List of tasks:
**1)** In the review of Sur la génétique textuelle below, how many in-depth practical essays do Bevan and Wetherill offer?
**2)** Resume the review of Sur la génétique textuelle below, starting directly after its final sentence.

Reading text:
The French Review 66.2 (1992): 318-319.

BEVAN, D.G., AND P.M. WETHERILL. Sur la génétique textuelle. Atlanta and Amsterdam: Editions Rodopi, 1990. ISBN 90-5183-168-4. Pp. 205. $30.

[Reprinted with the permission of The French Review]

Recently French critics have traveled back to the future, as it were, by focusing on the importance both of the manuscript and of the author under the rubric of "la critique génétique." In an issue of Poetics Today (11.3 [Fall 1990]), two essays by Michel Pierssens (617-625) and Frank Paul Bowman (627-646) provide an extremely useful starting point for understanding the premises and trajectories of this critical approach. Subsequently, D.G. Bevan and P.M. Wetherill have offered twelve in-depth practical essays on la génétique, i.e. on manuscript studies related to specific authors, and three more generally theoretical essays on the approach's possibilities and limitations.

Stored data:

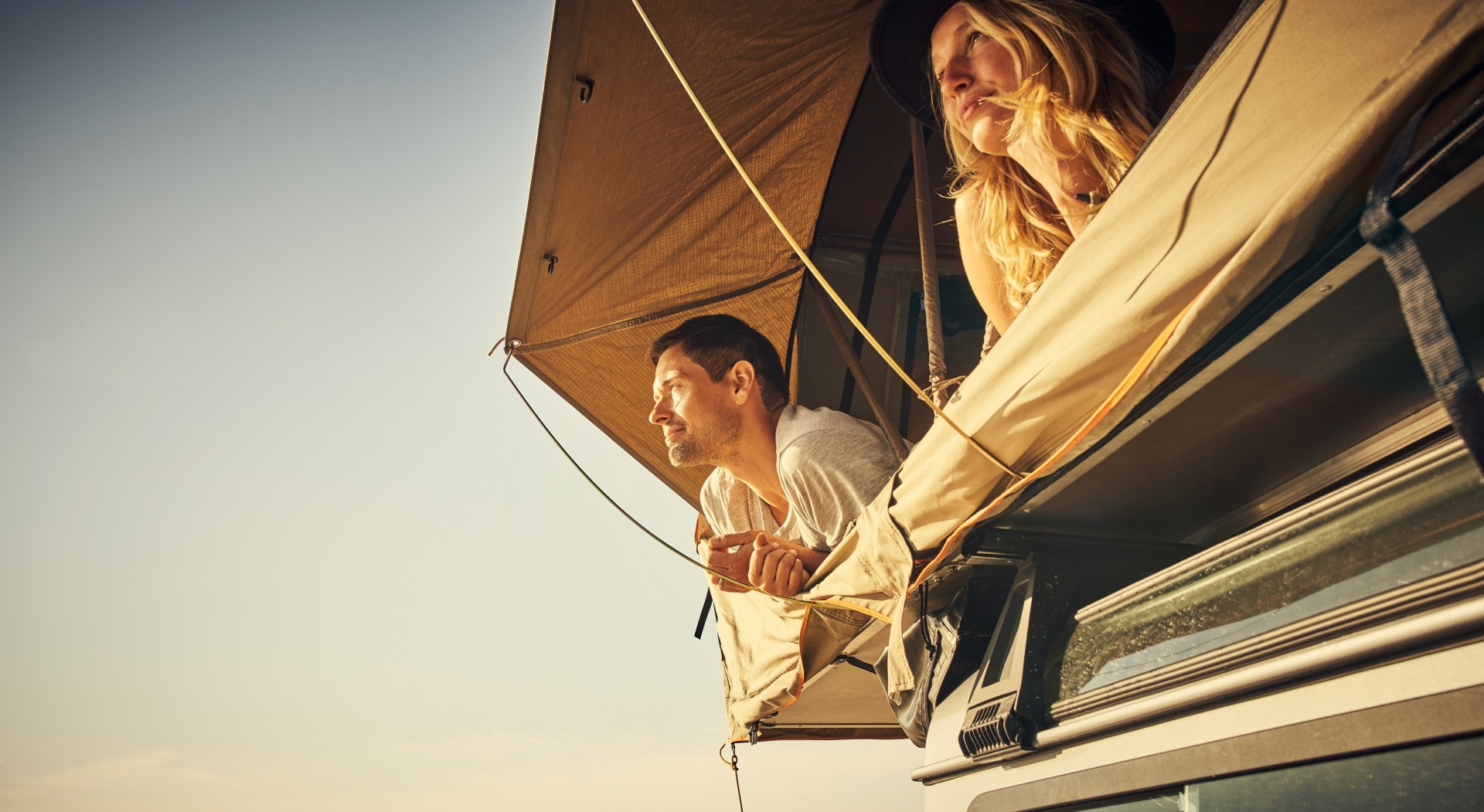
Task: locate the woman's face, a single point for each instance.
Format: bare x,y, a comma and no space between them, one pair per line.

Answer list:
**1)** Twelve.

**2)**
In their "Avant-Propos," the editors emphasize that the new orientation of la génétique lies in recognizing the constant changes that occur in methods of composition linked to cultural and intellectual changes from one era to another. In the opening, theoretical essay, Jacques Neefs reiterates, "Il faut se défaire de tout absolutisme et de tout positivisme en cette matière . . . Ce que l'on peut espérer faire, en remontant vers les processus d'élaboration et de significations à l'oeuvre dans le manuscrit de travail, c'est construire une analyse des modes de l'invention et de l'activité de penser-écrire qui ait valeur heuristique" (14). P.M. Wetherill complements Neefs's essay with a rather fragmented, yet important "déblocage" of la génétique in terms of cultural sources that nourish "pratiques génétiques" within a particular era.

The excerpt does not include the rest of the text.